• _Records to process_:

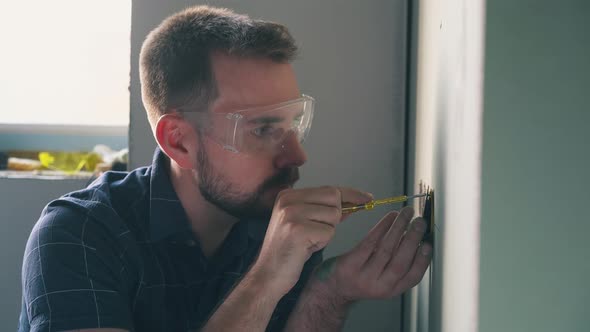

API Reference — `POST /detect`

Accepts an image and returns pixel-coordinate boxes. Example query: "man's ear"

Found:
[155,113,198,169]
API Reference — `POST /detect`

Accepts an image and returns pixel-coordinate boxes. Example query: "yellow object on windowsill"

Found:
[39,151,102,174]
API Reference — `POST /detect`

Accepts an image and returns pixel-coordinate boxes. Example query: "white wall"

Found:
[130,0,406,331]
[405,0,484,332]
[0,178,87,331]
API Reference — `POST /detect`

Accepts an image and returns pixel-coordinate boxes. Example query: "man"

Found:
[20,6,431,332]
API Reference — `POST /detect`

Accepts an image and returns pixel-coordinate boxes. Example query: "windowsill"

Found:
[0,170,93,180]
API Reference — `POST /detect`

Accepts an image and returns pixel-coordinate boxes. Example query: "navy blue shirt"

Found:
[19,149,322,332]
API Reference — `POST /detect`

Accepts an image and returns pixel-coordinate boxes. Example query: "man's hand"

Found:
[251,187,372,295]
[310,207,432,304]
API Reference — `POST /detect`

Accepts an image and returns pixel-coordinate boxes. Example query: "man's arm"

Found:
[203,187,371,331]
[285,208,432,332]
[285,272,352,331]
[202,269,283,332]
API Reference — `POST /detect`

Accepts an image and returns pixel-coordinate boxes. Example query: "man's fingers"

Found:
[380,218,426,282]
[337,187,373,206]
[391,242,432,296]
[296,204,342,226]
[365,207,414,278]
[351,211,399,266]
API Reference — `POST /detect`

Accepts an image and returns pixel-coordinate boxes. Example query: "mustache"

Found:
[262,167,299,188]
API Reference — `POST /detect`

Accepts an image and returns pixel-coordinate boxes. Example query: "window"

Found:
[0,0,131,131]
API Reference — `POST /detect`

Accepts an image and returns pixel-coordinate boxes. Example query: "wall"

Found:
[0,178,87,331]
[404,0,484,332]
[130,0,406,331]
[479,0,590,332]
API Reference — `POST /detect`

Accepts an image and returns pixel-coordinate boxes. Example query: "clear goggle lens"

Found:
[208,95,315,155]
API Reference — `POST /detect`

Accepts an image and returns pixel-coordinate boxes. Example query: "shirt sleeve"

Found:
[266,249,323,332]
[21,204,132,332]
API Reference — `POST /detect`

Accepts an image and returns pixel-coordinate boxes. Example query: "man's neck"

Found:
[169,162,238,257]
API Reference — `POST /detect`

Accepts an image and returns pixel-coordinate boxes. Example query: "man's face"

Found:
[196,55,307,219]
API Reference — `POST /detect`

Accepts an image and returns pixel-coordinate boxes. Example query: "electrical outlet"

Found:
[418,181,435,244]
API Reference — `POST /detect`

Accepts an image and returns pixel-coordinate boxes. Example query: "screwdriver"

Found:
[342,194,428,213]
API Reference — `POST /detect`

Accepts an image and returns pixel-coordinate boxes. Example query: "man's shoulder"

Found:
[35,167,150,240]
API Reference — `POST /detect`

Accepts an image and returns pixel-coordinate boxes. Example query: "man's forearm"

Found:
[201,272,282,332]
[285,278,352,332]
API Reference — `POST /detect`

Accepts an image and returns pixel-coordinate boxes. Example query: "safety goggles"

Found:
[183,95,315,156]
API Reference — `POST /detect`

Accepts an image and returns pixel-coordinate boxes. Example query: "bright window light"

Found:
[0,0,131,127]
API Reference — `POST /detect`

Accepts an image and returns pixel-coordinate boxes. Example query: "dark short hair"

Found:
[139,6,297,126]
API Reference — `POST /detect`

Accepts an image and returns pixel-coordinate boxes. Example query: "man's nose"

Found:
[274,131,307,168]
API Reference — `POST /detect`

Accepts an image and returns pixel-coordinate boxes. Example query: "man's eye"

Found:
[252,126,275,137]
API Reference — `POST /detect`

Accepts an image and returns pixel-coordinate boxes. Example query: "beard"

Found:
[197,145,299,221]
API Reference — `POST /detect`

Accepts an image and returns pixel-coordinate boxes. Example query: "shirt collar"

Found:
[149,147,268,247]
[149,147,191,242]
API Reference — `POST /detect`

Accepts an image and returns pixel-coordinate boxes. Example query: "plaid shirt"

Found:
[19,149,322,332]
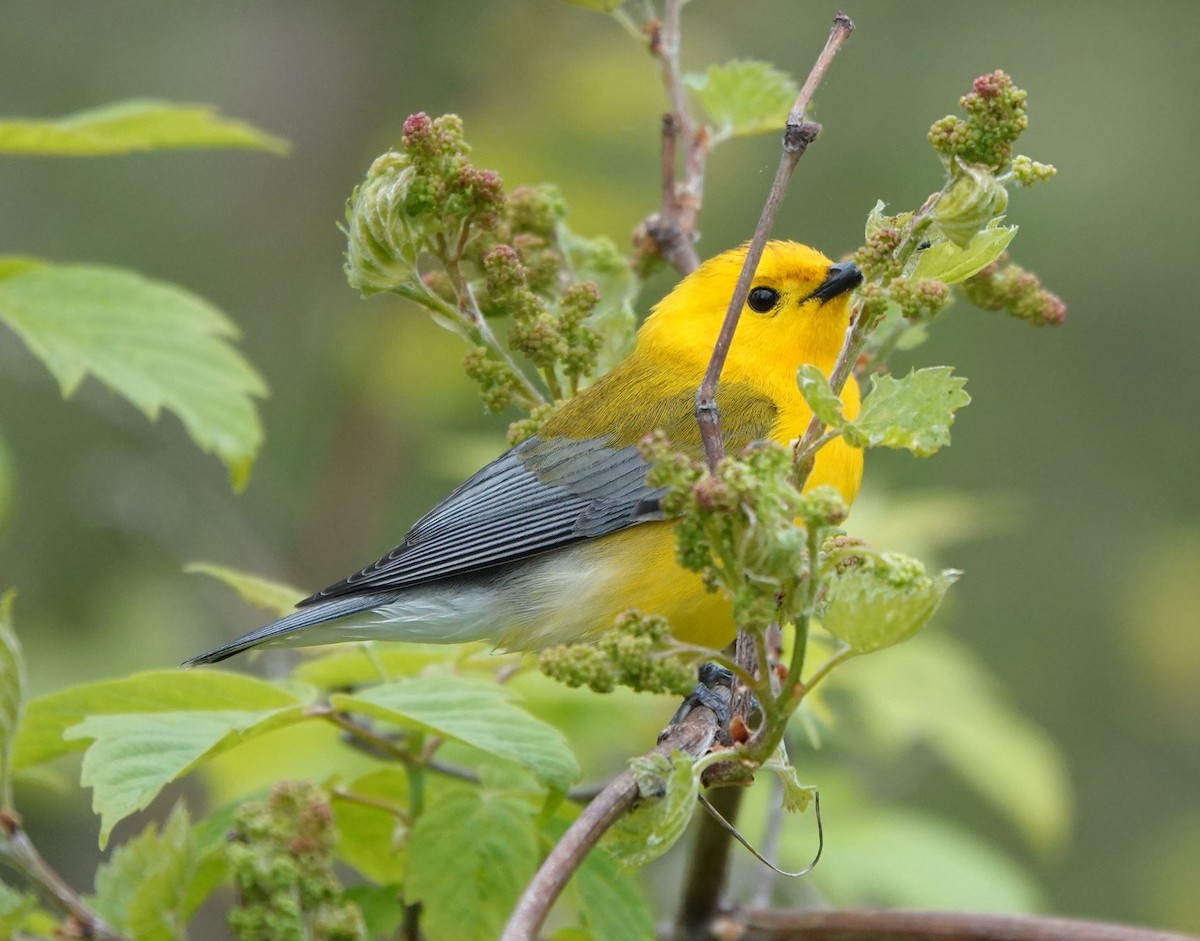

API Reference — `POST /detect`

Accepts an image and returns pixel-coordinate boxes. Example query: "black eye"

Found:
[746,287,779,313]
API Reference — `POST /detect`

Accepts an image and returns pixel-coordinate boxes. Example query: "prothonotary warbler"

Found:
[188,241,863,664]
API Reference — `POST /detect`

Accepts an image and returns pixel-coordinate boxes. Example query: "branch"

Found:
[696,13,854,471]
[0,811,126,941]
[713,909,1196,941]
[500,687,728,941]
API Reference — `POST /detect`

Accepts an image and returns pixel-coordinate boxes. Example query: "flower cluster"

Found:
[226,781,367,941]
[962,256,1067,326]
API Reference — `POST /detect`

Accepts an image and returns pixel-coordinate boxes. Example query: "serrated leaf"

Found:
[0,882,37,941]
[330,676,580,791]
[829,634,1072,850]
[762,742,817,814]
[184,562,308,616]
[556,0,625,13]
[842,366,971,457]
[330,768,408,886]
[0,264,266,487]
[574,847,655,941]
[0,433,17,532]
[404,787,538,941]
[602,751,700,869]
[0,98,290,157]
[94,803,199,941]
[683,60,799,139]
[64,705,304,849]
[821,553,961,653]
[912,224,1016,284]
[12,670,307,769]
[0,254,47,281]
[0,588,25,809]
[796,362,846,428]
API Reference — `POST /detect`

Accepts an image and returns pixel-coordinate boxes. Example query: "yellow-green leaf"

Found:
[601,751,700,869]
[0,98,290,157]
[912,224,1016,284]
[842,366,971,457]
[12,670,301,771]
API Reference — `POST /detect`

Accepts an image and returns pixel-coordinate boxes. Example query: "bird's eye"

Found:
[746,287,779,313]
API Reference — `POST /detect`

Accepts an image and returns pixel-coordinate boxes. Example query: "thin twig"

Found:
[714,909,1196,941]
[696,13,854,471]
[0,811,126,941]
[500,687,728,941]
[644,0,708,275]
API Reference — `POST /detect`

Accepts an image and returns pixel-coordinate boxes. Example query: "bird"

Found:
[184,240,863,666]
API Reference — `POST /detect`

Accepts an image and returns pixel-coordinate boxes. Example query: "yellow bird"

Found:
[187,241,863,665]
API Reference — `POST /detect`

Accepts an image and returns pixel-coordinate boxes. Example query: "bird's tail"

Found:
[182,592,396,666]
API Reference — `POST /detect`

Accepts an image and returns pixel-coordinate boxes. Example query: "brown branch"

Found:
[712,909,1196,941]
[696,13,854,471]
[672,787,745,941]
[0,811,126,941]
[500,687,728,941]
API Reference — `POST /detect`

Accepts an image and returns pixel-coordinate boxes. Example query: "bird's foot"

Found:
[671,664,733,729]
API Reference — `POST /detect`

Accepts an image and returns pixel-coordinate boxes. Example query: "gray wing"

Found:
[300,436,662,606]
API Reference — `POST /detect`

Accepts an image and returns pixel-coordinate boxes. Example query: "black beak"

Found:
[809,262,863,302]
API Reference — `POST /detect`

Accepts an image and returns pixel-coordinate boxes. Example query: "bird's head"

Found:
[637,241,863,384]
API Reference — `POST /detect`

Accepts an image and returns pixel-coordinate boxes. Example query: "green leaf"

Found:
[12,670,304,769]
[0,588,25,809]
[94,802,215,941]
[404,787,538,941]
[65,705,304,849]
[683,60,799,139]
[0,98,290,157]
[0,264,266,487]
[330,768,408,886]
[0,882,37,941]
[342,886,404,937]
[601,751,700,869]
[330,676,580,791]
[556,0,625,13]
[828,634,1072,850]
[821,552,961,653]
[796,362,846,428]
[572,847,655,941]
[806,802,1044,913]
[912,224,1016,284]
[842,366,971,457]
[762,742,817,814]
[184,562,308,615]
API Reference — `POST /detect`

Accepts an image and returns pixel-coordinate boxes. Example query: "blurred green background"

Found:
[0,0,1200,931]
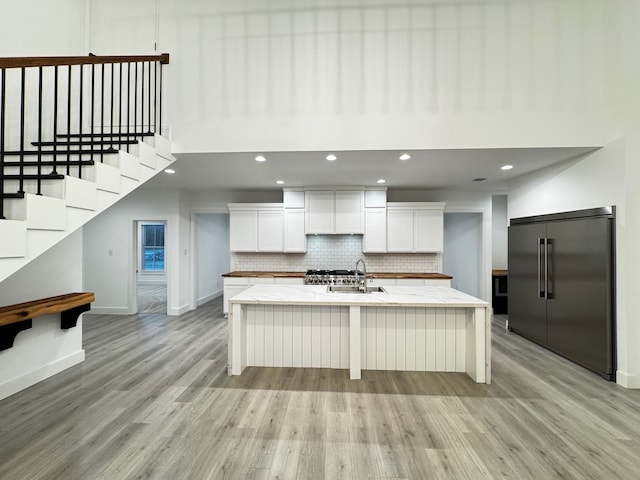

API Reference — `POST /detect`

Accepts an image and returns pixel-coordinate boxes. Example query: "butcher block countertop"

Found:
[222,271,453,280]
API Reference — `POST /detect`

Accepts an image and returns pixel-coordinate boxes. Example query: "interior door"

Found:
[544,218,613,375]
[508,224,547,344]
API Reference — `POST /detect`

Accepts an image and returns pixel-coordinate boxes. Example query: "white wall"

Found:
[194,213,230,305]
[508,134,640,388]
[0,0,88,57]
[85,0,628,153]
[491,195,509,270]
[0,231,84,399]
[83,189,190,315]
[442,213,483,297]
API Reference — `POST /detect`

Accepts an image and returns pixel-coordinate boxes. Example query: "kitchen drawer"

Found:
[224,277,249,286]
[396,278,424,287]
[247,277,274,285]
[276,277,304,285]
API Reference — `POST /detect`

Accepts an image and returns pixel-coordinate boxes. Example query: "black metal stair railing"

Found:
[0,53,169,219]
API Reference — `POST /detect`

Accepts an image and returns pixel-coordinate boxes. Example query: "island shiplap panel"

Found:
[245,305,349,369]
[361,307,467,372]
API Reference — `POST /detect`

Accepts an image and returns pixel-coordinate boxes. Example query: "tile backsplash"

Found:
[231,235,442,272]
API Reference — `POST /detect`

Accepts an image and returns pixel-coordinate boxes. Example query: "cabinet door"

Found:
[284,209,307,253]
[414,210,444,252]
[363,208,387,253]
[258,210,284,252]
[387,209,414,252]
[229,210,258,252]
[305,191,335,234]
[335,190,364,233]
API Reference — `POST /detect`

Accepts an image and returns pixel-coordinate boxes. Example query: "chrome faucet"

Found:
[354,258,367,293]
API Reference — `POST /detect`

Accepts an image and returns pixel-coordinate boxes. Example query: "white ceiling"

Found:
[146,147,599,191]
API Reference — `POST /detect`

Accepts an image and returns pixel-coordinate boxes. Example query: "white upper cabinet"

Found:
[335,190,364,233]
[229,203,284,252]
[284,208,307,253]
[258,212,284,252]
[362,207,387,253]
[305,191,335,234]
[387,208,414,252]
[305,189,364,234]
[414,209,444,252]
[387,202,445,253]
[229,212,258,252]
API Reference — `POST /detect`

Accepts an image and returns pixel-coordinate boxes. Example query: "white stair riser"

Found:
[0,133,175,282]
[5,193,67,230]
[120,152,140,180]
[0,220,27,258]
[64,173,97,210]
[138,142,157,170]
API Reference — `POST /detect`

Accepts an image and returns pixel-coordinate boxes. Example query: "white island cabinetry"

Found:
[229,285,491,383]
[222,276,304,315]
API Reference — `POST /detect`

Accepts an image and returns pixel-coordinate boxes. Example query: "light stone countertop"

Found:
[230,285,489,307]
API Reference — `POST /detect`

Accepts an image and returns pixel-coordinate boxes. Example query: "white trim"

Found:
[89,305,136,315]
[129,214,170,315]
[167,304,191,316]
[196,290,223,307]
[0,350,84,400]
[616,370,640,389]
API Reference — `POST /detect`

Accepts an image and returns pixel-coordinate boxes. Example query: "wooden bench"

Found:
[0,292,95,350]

• _The task_:
Please reproduce the records line for line, starting at the very beginning and going on through the line with "[39,151,102,174]", leaving the pictures out.

• _Complete answer_:
API Reference — `POST /detect`

Accepts an image and returns pixel-coordinate boxes. Example query: "man's ear"

Found:
[155,113,198,169]
API Reference — `POST /detect`

Accepts an image and returns pixel-coordinate boxes. Example query: "yellow object on windowsill"

Found:
[39,151,102,174]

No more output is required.